§ **What the task asks**
In the blog comments, please state what share of the world's income women are said to earn.

And don't worry, i will most definitely be keeping on blogging!

Laura Mills said...

So well said. Thank you so much for writing this. It's explained in a very succinct way what I've been thinking about lately, from my own personal experiences and background, which are similar to yours.

Christian Linnell said...

I found this really interesting.

I try to take the opportunity to understand the so-called "female viewpoint" when I can, because although as a male who values equality of the sexes, it takes personal experience to fully understand an issue.

I have to ask for clarification on some things though:

1. Women do 66% of the world's work

How is this defined? I feel this would be extremely difficult to measure..

2. Women earn 10% of the world's income.

This would have to be normalised against the proportion of women actually in the workforce.

Moreover, although I doubt all families are the same, I like to think that when I'm married, my income (and indeed her income) is "our" income. For the most part anyway.

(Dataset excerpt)

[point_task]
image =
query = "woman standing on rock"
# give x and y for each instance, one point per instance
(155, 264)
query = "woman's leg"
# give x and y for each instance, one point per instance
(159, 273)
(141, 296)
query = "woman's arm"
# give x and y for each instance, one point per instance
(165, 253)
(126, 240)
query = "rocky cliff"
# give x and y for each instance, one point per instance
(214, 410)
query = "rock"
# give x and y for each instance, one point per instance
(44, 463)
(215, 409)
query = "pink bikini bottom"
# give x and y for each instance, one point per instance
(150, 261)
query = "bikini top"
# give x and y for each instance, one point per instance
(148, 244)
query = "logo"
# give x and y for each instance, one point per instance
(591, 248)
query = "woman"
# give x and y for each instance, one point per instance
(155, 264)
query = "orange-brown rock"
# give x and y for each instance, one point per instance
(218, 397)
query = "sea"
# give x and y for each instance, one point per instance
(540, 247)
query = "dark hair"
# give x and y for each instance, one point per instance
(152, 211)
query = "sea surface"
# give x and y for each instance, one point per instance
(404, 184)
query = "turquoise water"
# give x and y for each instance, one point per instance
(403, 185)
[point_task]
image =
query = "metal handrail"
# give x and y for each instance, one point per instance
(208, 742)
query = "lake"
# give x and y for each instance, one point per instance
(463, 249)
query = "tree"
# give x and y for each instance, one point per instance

§ **Reply to the task**
10%